__Bagian teks__
################
Karena itu, Pemerintah, dan juga KPK, sedang mencari masukan dari para pakar untuk memperbaiki UU Antikorupsi. Lalu, bagaimana seharusnya UU Antikorupsi dirancang agar pemberantasan korupsi represif efektif? Bagian pertama tulisan ini akan membahas kelemahan desain kebijakan dan ruang lingkup UU Antikorupsi. Kriminalisasi dan sanksi terhadap perilaku korup dibahas di bagian kedua tulisan.
Kelemahan kebijakan
Keanggotaan Indonesia pada United Nations Convention Againts Corruption (UNCAC) 2003, yang diratifikasi dengan UU No.7/2006, mewajibkan Pemerintah Indonesia merevisi atau menyesuaikan UU Antikorupsi dengan standar minimal pengaturan UNCAC. Namun, terlepas dari kewajiban demikian, apakah sebenarnya kelemahan desain kebijakan (policy design defects) dari UU No.31/1999 jo UU No.20/2001? Analisis terhadap kelemahan ini penting agar dalam rancangan UU Antikorupsi nanti kekeliruan demikian dapat dihindari.
Dari hasil penelitian doktoral (PhD) antikorupsi penulis terhadap desain dan implementasi UU No.31/1999 jo UU No.20/2001 setidaknya terdapat enam kelemahan mendasar dari undang-undang itu. Pertama, pembuat undang-undang masih mempersepsikan dan memperlakukan tindak pidana korupsi sebagai kejahatan biasa (ordinary crime). Pemberlakuan pembuktian terbalik terbatas, misalnya, bukanlah pembuktian terbalik (reversed burden of proof) dalam arti yang sebenarnya, karena penuntut umum masih berkewajiban untuk membuktikan kesalahan terdakwa.
################
__Data tersimpan__
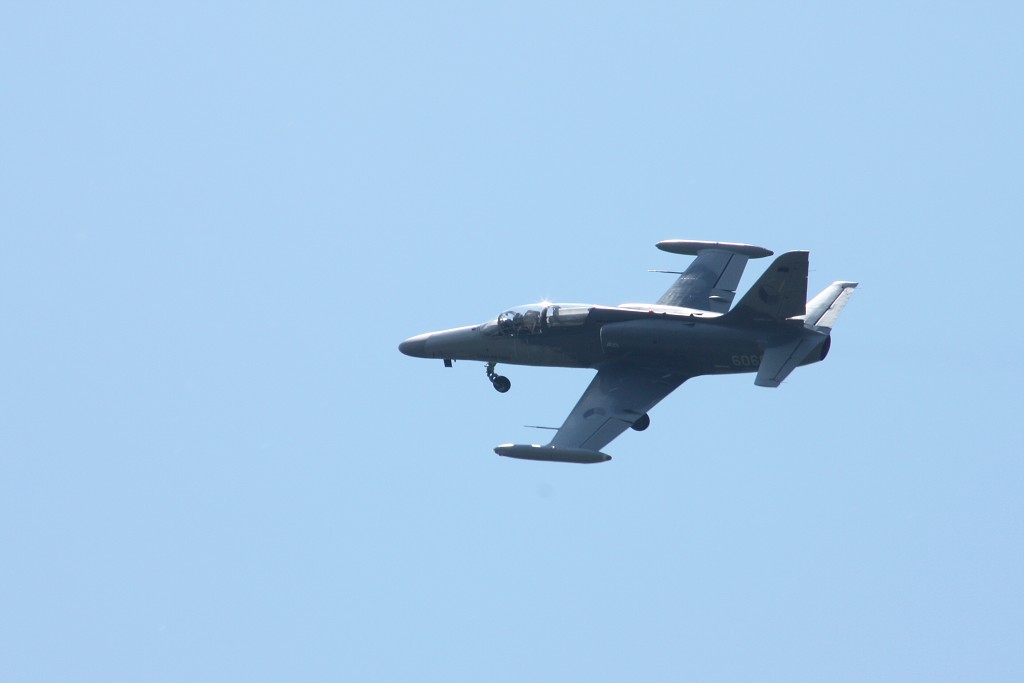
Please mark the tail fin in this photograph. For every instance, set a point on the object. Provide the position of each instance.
################
__Tuntutan tugas__
Tolong jawab pertanyaan berikut berdasarkan tulisan tentang UU Antikorupsi.
(a) Dengan undang-undang apa UNCAC 2003 diratifikasi?
(b) Berapa kelemahan mendasar UU No.31/1999 jo UU No.20/2001 yang ditemukan dari penelitian doktoral penulis?
(c) Hal apa yang dibahas di bagian kedua tulisan?

__Jawaban lengkap__
(a) UU No.7/2006.
(b) Setidaknya enam kelemahan mendasar.
(c) Kriminalisasi dan sanksi terhadap perilaku korup.